SHORT EXERCISE: Rewrite the records starting at the line containing "Drone-based agricultural survey in progress. Pinpoint curving" and ending at the line containing "[376,415,457,517]", both lines included, with every line kept in order. Shift each bounding box coordinate in the answers up by 101.

INPUT ROWS:
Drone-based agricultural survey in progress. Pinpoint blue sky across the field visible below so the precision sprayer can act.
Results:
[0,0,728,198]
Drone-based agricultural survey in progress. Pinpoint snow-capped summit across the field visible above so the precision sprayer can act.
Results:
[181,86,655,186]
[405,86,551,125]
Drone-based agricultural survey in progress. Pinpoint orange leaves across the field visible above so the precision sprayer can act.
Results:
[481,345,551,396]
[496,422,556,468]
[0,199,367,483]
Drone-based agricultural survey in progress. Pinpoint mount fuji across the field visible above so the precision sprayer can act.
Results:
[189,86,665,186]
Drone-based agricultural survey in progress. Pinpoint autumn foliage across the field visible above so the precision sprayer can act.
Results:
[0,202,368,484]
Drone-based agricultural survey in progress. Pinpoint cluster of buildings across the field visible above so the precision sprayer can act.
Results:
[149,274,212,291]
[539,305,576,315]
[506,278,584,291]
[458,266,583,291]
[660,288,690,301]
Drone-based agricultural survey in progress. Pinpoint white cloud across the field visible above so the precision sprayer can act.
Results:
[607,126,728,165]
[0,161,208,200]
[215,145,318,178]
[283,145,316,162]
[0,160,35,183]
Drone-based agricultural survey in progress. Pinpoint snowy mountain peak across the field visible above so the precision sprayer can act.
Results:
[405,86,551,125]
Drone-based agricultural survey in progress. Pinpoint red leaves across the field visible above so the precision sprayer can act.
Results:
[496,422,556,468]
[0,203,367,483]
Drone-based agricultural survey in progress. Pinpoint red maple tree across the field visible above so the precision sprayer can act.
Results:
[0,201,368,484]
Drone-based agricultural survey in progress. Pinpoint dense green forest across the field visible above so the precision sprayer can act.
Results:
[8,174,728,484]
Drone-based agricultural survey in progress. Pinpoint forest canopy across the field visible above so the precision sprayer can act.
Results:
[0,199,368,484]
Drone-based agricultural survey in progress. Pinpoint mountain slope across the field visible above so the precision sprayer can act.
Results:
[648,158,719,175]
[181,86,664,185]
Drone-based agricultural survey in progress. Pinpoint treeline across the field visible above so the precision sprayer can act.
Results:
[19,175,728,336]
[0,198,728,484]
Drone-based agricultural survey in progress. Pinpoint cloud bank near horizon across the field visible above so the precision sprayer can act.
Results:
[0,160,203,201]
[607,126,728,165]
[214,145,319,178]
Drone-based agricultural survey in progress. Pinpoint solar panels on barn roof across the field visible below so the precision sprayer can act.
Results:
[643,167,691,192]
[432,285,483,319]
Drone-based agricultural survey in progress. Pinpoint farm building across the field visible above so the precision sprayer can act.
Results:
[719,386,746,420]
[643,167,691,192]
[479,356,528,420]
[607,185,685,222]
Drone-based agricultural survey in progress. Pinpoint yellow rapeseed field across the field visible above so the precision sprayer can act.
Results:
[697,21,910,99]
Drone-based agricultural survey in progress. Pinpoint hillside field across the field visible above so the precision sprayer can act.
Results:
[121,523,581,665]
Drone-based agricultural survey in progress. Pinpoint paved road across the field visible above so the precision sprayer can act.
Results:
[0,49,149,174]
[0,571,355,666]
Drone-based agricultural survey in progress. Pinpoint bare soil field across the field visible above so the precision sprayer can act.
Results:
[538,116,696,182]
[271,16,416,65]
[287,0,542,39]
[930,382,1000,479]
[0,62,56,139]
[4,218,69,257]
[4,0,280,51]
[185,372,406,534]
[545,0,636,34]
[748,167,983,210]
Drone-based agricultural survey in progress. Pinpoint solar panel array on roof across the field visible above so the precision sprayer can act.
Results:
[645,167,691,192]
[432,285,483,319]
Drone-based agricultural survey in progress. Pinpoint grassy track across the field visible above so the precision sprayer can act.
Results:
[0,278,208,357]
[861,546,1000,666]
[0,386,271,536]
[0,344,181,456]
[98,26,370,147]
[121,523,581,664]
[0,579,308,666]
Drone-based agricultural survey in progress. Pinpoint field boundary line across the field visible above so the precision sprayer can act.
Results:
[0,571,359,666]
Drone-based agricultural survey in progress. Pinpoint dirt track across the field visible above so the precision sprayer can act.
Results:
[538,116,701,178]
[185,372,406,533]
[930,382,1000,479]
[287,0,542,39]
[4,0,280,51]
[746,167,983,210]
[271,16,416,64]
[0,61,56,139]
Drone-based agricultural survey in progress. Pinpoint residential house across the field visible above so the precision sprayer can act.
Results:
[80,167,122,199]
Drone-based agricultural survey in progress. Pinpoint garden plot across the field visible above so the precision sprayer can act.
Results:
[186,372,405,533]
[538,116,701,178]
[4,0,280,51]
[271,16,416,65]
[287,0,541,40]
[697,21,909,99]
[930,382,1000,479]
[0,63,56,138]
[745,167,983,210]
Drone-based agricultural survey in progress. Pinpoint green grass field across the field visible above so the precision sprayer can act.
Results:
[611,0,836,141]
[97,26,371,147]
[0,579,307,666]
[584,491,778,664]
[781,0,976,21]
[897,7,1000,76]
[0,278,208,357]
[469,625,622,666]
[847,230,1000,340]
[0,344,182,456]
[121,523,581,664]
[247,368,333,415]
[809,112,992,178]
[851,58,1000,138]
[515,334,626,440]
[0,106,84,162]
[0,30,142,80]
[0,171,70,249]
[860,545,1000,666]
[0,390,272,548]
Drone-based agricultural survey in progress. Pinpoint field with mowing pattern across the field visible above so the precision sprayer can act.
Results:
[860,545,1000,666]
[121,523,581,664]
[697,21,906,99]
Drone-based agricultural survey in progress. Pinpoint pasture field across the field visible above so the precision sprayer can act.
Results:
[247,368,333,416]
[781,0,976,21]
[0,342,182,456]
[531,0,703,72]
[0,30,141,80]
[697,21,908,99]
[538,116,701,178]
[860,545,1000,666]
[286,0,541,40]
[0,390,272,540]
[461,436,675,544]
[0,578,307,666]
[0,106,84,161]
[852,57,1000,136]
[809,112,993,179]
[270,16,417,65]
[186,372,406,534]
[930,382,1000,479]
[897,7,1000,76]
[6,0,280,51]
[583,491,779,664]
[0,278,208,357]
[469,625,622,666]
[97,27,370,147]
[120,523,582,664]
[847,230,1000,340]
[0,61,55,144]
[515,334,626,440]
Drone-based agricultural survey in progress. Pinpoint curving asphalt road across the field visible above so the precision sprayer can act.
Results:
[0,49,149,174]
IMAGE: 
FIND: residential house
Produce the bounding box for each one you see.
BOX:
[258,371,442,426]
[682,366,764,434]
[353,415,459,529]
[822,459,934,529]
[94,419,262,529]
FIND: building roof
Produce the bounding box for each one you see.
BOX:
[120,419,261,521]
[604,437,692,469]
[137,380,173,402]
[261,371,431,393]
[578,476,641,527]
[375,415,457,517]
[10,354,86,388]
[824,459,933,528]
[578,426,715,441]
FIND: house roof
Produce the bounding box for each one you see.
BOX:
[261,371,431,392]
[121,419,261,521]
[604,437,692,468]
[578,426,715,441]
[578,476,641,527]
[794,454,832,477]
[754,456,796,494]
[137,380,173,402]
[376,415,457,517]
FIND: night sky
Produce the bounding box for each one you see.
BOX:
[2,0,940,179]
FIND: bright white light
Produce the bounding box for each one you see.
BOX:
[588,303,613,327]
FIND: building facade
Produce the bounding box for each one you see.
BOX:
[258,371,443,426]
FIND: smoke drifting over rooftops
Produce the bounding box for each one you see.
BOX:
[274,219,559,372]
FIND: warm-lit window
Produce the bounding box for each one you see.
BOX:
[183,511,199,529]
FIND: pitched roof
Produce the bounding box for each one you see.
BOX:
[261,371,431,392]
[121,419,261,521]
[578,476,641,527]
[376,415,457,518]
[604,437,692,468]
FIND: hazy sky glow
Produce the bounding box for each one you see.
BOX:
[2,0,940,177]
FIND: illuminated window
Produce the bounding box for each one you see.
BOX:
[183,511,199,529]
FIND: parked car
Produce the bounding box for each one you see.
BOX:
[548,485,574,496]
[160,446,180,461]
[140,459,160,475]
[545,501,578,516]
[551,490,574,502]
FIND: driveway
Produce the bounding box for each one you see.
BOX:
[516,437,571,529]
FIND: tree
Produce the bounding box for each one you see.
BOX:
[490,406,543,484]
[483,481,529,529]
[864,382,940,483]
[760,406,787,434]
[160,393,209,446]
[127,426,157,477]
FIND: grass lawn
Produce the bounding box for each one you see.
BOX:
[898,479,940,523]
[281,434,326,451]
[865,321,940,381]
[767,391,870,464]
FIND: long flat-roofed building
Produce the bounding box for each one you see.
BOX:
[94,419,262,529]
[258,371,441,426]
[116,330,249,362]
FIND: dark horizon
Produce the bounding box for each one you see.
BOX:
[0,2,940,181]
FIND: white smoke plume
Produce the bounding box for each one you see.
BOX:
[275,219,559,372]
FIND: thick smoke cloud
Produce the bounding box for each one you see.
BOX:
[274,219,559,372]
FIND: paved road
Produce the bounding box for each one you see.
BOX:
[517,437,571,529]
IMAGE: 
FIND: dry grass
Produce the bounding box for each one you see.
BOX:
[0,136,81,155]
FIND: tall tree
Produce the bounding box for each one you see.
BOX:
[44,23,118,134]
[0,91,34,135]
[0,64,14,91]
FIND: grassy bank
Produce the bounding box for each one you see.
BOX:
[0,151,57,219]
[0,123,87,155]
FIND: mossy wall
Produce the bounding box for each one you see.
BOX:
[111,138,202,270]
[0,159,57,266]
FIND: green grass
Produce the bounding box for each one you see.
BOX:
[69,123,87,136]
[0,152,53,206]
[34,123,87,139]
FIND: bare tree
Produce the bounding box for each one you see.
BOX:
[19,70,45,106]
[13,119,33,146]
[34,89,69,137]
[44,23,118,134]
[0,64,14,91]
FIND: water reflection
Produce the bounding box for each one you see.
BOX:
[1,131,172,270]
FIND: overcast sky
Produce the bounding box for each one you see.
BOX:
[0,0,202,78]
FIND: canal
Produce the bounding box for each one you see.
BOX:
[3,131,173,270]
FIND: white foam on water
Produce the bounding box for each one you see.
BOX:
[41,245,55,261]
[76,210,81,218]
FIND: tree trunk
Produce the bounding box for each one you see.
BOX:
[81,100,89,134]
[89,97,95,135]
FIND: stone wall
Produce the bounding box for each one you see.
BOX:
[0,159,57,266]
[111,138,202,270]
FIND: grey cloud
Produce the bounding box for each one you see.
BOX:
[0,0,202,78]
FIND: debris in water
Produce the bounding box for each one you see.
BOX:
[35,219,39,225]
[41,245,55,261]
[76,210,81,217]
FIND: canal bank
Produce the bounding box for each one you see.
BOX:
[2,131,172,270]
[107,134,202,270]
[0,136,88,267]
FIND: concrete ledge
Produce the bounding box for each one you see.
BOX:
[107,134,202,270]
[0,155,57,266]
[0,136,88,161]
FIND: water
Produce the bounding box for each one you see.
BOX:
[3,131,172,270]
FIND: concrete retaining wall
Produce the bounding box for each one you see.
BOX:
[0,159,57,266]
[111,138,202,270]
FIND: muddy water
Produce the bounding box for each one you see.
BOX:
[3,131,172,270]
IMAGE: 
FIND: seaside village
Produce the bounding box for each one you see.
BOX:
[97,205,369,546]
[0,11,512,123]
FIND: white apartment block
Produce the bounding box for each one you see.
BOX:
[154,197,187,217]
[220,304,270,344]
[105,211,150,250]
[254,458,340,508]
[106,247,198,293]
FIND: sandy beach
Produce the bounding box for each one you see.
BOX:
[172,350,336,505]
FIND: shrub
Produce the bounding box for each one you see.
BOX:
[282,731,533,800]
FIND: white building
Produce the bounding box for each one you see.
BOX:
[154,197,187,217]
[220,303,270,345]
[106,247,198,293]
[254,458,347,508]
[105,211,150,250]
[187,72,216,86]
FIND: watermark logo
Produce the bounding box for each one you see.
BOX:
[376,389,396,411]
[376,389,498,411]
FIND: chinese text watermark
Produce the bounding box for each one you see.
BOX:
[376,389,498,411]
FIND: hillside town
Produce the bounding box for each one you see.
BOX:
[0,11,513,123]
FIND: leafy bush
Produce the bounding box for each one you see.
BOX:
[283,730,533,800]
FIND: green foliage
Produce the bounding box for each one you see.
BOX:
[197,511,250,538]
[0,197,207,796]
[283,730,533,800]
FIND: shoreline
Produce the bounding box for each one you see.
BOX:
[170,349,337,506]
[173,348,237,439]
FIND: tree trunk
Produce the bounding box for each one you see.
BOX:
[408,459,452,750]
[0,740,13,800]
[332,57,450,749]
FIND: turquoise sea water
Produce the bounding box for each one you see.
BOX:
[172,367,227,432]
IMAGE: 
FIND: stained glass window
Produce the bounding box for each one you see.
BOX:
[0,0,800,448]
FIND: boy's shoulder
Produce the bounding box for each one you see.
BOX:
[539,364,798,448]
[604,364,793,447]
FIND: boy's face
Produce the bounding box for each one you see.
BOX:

EXERCISE ANSWER:
Drone-based agricultural survey in progress. Pinpoint curving asphalt road across the field visible above so the precision sprayer can act.
Results:
[101,150,250,275]
IMAGE: 
FIND: residential house
Produce the bounding box for each one you see.
BOX:
[359,472,543,527]
[783,467,865,535]
[454,516,560,630]
[923,560,1035,630]
[195,520,363,630]
FIND: building roof
Produce the bounding box for each one you see.
BOX:
[221,520,362,622]
[705,538,793,570]
[238,481,274,503]
[362,472,532,494]
[679,577,742,628]
[476,516,558,618]
[111,455,187,489]
[925,560,1034,629]
[679,527,816,542]
FIND: house roof
Produce the bounding box for each one you see.
BOX:
[362,472,532,493]
[222,520,362,622]
[705,538,793,569]
[679,527,816,542]
[679,577,742,628]
[895,555,933,578]
[855,557,897,595]
[238,481,274,503]
[477,516,558,618]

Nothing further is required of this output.